# STATED GOAL:
Show every line of the entries below that contains the string "beach", copying each in full. Case counts.

(Named-object pointing entries)
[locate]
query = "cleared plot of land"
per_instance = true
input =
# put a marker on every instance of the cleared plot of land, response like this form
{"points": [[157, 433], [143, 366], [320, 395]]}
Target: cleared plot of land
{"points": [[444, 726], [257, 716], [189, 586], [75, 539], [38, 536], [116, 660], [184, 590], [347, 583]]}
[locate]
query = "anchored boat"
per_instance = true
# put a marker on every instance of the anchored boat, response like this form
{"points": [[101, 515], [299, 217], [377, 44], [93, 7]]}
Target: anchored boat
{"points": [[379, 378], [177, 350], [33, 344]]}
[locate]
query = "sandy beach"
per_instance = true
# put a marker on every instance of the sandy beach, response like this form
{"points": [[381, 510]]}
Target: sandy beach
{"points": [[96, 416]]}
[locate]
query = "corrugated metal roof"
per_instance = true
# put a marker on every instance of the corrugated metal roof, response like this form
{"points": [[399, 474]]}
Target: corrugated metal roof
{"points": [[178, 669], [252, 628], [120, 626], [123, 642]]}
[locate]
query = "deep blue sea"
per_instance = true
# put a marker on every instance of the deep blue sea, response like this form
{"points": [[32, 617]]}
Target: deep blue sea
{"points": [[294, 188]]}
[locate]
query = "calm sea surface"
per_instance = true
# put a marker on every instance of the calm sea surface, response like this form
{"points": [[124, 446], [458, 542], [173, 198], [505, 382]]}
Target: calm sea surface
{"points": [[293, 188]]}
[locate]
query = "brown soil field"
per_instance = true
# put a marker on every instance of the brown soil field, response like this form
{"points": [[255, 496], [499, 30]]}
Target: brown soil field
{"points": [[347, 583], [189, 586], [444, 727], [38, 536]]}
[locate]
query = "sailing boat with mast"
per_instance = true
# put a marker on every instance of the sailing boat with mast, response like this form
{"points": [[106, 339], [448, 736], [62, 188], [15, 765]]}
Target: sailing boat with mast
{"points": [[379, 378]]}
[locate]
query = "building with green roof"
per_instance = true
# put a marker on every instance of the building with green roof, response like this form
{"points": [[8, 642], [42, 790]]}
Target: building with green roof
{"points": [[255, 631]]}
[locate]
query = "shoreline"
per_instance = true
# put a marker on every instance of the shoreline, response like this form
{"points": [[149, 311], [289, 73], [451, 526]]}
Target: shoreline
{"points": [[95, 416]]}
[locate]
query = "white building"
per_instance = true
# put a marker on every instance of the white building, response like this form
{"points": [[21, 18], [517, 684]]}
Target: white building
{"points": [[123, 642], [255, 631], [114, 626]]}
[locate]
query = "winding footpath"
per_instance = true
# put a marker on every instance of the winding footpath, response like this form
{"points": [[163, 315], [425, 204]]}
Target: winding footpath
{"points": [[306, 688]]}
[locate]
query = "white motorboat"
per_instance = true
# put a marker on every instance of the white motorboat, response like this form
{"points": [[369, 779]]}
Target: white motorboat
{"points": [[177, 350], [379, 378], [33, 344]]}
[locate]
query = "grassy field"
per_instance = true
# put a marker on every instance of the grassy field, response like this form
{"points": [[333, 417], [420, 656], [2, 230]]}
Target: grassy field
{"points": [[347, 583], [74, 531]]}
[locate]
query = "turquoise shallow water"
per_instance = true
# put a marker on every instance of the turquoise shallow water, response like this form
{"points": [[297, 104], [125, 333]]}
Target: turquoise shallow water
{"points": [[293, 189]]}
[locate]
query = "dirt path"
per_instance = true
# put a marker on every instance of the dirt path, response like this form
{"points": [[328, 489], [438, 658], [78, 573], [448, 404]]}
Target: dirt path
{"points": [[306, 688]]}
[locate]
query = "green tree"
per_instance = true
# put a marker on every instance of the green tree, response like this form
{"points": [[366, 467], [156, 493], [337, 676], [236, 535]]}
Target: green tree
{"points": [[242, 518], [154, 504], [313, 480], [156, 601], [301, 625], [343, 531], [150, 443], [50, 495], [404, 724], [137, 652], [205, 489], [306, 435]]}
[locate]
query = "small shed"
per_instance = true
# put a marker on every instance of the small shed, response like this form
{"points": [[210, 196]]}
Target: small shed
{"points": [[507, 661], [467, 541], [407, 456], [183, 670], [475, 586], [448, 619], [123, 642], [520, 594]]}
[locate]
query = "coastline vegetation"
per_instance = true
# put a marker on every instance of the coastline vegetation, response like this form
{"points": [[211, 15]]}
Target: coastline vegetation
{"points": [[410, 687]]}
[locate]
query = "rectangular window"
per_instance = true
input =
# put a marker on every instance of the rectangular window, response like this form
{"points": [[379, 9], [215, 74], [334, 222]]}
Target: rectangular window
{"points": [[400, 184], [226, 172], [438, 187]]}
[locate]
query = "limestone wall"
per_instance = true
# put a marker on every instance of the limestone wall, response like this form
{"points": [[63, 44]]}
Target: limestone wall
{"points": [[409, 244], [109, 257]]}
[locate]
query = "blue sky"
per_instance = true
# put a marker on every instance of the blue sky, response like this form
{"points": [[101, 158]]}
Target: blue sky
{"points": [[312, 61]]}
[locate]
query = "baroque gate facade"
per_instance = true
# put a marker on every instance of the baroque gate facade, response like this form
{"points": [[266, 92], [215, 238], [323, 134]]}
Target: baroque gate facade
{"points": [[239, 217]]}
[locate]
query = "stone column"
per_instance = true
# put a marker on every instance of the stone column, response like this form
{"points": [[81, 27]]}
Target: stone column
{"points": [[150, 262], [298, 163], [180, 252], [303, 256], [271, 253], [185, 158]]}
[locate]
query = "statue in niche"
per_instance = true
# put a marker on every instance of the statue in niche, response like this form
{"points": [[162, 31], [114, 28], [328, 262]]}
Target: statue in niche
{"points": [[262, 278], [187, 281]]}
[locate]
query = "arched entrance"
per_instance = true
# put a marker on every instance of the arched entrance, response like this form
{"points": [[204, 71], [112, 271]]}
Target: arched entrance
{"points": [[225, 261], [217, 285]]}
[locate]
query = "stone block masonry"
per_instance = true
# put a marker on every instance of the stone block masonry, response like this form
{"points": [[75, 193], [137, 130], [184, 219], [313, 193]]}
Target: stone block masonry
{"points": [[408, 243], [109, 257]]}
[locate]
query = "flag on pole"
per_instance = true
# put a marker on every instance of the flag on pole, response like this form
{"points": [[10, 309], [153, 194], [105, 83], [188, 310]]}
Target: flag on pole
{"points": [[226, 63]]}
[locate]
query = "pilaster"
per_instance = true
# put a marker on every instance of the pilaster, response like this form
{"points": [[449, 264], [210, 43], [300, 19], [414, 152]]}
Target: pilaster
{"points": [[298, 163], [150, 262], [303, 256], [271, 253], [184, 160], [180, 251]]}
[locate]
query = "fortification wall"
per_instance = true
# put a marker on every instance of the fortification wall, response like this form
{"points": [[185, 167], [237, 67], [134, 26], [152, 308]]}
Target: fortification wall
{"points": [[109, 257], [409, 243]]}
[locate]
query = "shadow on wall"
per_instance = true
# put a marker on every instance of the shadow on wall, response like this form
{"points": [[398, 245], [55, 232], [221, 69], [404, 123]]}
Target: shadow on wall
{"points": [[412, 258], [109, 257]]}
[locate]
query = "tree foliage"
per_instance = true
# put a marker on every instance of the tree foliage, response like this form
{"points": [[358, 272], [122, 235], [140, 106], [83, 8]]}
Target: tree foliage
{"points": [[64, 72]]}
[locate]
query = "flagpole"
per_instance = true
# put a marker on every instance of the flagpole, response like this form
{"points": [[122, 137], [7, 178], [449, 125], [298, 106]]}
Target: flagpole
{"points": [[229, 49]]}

# TASK ANSWER:
query = "sandy beach"
# put a marker on every instance of the sandy beach, response like this form
Target: sandy beach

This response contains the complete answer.